OBJECTIVES:
(a) Answer these questions from the vision documentation, labeling each answer (i), (ii), (iii):
(i) In what two forms can images be passed?
(ii) Where in a message are images included?
(iii) Which model does the Python example specify?
(b) Duplicate everything in the vision documentation from "Tensoras supports image" down to "client = Tensoras()".
(c) List every action the vision documentation says the model can perform on images.

DOCUMENT SECTION:

★ ★ ★ ★

Vision (Multimodal Input)
Tensoras supports image inputs in chat completion messages. Pass images by URL or as base64-encoded data — the model can describe, analyze, compare, and reason about them.
Supported Models
Vision is available on models with vision capability:
llama-3.2-11b-visionllama-3.2-90b-visionpixtral-12b
Sending Images
Images can be included in the content field of a user message as an array of content parts.
Image URL
Python
from tensoras import Tensoras
client = Tensoras()
response = client.chat.completions.create(
model="llama-3.2-11b-vision",
messages=[
{
"role": "user",
"content": [
{"type": "text", "text": "What is in this image?"},
{
"type": "image_url",
"image_url": {
"url": "https://upload.wikimedia.org/wikipedia/commons/thumb/4/47/PNG_transparency_demonstration_1.png/280px-PNG_transparency_demonstration_1.png",
},
},
],
}
],
)

★ ★ ★ ★

DATA SHOWN:
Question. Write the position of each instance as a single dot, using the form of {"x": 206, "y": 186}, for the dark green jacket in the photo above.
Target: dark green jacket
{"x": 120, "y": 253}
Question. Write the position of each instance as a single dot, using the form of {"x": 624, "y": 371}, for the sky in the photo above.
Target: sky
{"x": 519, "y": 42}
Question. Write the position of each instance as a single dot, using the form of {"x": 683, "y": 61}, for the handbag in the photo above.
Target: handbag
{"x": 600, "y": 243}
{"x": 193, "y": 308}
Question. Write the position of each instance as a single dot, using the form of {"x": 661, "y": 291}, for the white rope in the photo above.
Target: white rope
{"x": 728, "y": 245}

★ ★ ★ ★

ANSWERS TO THE TASKS:
(a)
(i) By URL or as base64-encoded data.
(ii) In the content field of a user message, as an array of content parts.
(iii) llama-3.2-11b-vision

(b)
Tensoras supports image inputs in chat completion messages. Pass images by URL or as base64-encoded data — the model can describe, analyze, compare, and reason about them.
Supported Models
Vision is available on models with vision capability:
llama-3.2-11b-visionllama-3.2-90b-visionpixtral-12b
Sending Images
Images can be included in the content field of a user message as an array of content parts.
Image URL
Python
from tensoras import Tensoras
client = Tensoras()

(c)
describe
analyze
compare
reason about